**Written request**: Reproduce every line of the data below, requests included. Multiply each coordinate in the answers by 1.2 and round to the nearest whole number, with halves rounded up.

**Input for this task**:
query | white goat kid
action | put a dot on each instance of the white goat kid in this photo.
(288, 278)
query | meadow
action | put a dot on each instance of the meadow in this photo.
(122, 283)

**Solution for this problem**:
query | white goat kid
action | put a dot on each instance of the white goat kid in this photo.
(346, 334)
query | meadow
action | put a dot on each instance of the meadow in this photo.
(146, 340)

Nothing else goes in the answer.